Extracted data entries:
··········

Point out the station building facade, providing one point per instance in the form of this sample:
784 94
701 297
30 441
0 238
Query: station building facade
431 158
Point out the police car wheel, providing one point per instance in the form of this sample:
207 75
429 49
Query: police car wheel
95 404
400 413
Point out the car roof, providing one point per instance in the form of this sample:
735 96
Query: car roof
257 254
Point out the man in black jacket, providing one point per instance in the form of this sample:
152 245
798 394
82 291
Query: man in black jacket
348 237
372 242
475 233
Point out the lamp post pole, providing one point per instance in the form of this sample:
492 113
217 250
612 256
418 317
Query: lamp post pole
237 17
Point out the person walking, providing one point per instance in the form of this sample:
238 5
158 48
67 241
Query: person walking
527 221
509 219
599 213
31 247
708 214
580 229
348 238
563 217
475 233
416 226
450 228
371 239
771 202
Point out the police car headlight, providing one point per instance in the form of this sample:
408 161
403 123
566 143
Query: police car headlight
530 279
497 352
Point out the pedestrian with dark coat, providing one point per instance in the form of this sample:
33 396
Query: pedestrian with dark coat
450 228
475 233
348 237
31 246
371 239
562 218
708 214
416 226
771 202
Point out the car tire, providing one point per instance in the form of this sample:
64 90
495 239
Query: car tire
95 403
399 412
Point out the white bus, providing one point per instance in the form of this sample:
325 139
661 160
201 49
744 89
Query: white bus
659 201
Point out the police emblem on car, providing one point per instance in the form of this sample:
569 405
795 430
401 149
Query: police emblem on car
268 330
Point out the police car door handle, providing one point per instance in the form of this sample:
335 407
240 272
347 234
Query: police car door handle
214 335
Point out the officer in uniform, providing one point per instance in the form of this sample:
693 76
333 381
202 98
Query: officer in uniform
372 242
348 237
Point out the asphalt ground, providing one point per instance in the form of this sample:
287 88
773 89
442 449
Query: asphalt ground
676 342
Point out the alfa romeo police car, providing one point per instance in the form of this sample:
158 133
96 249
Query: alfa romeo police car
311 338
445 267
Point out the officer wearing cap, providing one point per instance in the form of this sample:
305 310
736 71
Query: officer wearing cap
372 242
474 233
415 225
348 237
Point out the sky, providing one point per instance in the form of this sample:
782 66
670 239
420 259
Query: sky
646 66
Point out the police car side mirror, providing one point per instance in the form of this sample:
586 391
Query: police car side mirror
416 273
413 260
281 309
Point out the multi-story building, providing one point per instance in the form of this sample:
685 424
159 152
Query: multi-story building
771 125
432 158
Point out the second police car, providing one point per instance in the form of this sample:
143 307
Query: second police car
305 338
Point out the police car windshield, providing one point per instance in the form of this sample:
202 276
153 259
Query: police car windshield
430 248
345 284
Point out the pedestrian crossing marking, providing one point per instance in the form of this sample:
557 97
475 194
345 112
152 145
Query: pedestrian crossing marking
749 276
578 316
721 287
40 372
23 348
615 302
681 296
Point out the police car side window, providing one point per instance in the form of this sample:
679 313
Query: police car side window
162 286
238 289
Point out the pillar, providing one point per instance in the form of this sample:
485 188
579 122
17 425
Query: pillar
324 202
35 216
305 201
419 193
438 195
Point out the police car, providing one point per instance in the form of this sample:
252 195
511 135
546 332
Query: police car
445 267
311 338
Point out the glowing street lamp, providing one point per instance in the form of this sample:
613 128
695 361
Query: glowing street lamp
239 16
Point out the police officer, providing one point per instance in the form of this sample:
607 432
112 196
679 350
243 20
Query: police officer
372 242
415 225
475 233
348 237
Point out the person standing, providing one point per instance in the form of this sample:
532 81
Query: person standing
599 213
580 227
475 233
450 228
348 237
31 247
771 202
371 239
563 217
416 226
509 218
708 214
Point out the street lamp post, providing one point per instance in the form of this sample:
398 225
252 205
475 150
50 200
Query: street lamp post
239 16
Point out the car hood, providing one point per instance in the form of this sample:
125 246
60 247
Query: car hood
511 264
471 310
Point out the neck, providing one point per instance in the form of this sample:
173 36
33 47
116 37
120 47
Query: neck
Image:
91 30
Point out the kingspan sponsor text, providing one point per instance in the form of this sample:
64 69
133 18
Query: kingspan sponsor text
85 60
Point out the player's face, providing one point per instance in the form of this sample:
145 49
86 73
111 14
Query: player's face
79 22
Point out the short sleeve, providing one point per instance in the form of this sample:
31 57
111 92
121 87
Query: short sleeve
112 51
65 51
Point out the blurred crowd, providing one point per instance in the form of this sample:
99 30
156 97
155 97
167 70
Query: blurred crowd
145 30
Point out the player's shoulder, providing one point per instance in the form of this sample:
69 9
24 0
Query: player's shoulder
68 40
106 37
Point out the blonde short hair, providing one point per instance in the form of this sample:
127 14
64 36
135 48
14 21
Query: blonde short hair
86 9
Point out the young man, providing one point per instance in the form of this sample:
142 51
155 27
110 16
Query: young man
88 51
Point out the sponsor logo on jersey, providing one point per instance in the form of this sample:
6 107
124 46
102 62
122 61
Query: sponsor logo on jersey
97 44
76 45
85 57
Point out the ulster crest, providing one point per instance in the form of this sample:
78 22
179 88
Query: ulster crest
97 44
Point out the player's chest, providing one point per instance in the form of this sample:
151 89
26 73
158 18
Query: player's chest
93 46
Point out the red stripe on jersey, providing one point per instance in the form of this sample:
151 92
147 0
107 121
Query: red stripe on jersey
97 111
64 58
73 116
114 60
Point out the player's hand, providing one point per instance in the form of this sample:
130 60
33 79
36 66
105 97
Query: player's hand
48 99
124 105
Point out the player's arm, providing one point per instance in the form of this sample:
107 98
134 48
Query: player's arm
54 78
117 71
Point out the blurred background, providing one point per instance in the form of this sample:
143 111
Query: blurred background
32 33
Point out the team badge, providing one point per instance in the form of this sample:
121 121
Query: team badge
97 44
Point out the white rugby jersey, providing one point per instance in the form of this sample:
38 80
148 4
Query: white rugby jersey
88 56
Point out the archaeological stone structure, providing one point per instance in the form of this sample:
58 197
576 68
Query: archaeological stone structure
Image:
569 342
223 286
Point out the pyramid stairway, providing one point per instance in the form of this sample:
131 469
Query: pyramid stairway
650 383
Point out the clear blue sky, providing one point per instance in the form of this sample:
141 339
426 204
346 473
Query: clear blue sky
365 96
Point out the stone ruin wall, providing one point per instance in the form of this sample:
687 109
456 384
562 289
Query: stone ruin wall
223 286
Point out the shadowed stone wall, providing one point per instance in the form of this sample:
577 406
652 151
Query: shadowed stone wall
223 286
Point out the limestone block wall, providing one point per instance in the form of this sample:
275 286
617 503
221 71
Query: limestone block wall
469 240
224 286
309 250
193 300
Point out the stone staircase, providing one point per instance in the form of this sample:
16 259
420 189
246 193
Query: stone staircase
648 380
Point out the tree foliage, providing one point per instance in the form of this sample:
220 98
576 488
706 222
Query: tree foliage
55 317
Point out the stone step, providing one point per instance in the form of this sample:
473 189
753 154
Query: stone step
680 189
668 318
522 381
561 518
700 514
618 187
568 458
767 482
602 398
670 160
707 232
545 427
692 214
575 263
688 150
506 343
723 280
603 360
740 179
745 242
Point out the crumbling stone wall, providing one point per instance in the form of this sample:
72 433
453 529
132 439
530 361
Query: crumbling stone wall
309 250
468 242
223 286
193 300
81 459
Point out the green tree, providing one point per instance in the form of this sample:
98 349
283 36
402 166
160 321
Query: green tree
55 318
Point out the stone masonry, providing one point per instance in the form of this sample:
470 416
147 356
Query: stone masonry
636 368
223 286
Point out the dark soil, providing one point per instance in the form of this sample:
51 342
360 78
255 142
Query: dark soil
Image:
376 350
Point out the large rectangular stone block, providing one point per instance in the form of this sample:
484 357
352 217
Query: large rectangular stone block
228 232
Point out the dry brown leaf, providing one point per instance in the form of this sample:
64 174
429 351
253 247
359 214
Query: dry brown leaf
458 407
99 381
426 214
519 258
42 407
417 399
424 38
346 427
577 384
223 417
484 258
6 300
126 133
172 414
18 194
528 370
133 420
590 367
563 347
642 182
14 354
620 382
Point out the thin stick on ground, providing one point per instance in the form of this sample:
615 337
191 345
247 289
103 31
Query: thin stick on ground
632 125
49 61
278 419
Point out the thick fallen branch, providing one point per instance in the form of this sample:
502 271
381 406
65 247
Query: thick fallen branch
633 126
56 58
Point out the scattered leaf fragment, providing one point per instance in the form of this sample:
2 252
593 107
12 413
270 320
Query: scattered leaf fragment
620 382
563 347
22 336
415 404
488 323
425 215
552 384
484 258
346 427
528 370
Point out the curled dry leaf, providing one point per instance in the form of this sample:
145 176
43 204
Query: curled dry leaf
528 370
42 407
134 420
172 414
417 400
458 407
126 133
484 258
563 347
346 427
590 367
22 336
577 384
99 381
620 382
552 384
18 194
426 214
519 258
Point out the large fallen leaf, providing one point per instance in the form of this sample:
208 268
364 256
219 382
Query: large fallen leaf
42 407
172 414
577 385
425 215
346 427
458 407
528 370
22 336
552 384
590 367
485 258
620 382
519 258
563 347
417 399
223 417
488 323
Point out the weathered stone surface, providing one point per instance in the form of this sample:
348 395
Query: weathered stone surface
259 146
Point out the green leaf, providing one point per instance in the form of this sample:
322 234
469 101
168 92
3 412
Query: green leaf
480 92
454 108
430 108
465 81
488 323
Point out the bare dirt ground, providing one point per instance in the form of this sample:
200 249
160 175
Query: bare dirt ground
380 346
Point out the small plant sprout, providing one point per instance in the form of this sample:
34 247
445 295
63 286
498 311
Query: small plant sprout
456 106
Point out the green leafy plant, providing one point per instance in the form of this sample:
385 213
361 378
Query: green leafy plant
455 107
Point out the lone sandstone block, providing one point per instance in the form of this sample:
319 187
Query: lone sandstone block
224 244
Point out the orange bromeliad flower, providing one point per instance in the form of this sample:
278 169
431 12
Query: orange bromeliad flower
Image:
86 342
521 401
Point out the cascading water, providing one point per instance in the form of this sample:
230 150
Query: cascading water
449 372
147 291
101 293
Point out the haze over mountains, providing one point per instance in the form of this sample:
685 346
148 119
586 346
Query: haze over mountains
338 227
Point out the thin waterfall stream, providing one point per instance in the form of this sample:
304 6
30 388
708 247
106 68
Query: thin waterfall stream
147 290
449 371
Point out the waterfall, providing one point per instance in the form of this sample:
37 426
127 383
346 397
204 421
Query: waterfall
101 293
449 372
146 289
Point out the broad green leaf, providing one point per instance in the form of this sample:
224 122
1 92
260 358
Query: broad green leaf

··········

**What you need to do**
Reproduce the lines from the one containing "Point out the cascading" to the end of the entries, keeping both ends and adding nothing.

**Output below**
Point out the cascading water, providing one point per instance in the form of this sample:
230 150
Query: cascading water
449 372
147 291
101 293
Point out the haze over mountains, providing one point per instance in the form of this sample:
685 346
148 119
586 346
Query: haze over mountains
338 227
Point out the thin waterfall stream, providing one point per instance in the form of this sample:
304 6
30 388
708 247
106 68
Query: thin waterfall stream
147 290
449 371
Point out the waterfall, providing one point per instance in the form of this sample:
37 426
127 383
346 397
204 421
Query: waterfall
101 293
449 372
146 289
Point out the broad green leaf, providing one point per instance in the form of this sample:
224 122
1 92
260 358
Query: broad green leaf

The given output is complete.